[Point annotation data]
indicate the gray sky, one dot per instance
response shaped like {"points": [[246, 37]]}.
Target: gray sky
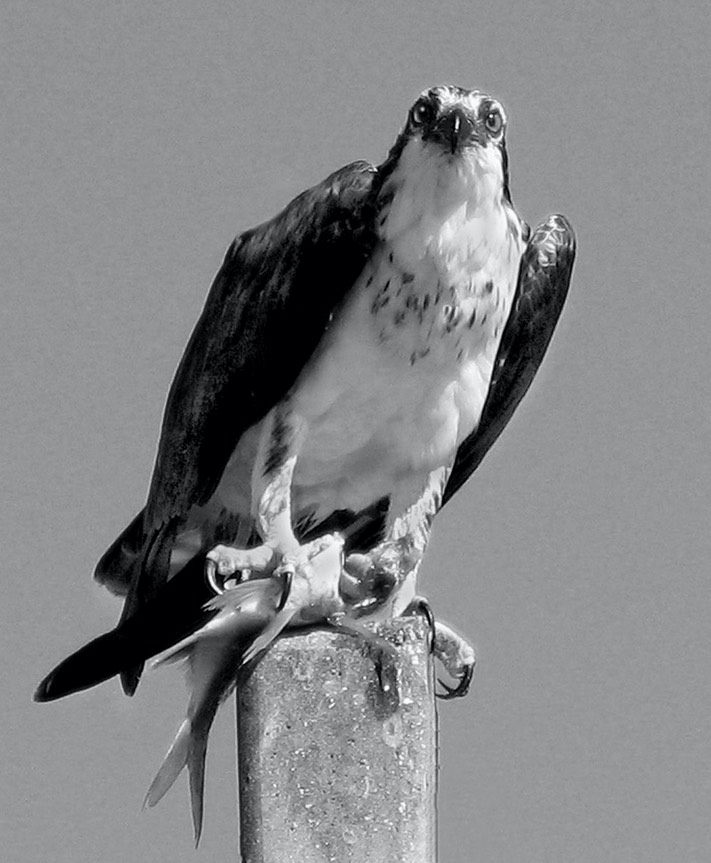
{"points": [[142, 137]]}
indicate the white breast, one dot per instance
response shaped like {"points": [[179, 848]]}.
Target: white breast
{"points": [[402, 377]]}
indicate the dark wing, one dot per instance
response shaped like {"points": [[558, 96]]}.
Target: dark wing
{"points": [[266, 312], [544, 276]]}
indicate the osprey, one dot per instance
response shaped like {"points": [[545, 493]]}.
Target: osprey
{"points": [[356, 358]]}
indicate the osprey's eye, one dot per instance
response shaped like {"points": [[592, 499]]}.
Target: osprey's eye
{"points": [[493, 121], [422, 113]]}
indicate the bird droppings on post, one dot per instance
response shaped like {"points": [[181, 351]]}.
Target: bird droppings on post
{"points": [[326, 774]]}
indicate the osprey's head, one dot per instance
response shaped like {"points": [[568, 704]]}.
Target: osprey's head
{"points": [[457, 137], [457, 121]]}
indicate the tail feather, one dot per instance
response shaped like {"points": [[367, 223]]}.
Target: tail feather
{"points": [[196, 771], [175, 613], [173, 763]]}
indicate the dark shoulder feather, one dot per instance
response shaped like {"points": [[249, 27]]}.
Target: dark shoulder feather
{"points": [[544, 276], [268, 308]]}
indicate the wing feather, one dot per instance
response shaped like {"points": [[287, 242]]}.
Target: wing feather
{"points": [[544, 277]]}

- _INSTRUCTIONS TO FOLLOW_:
Copy everything from the line containing "indicate the osprey's eye, one" down to the end of the material, word for word, including both the first and last lines.

- _ANSWER TO THIS PROBLEM_:
indicate the osprey's eye, one dot per instance
response shaped like {"points": [[592, 499]]}.
Target: osprey's eye
{"points": [[493, 121], [422, 113]]}
indicate the bird droppings on post, one dot per instance
response shaped like {"points": [[181, 351]]}.
Target: bird droppings on post
{"points": [[326, 774]]}
indicate the osprey's head, one dot per instance
response shaped like {"points": [[568, 704]]}.
Target: osprey's head
{"points": [[457, 137], [457, 121]]}
indicate the tail feather, one dot per instance
response shaped like {"points": [[367, 223]]}.
Target: tail feather
{"points": [[196, 771], [175, 613], [173, 763]]}
indicate the dark shoulder feather, one dot per instance
response shaped like {"points": [[249, 27]]}.
Target: dark shoulder feather
{"points": [[544, 276], [268, 308]]}
indicate the wing feather, one dot per instance
response shaped like {"points": [[287, 242]]}.
Target: wing feather
{"points": [[544, 277]]}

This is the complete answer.